Top of DATASET CONTENT
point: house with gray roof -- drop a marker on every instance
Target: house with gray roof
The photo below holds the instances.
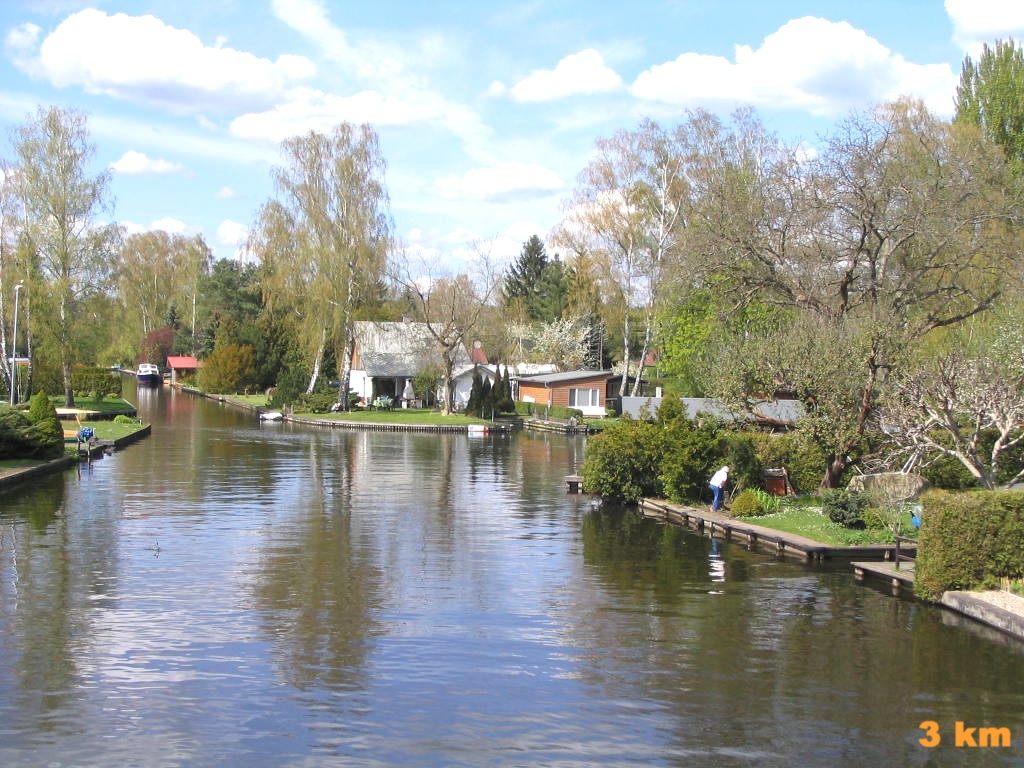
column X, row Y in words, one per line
column 388, row 355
Bottom of DATASET CONTENT
I'd like every record above written out again exactly, without the pictures.

point: house with gray roof -- drop a marker on every instance
Target: house with gray roof
The photo below holds the instances.
column X, row Y in words, one per line
column 388, row 355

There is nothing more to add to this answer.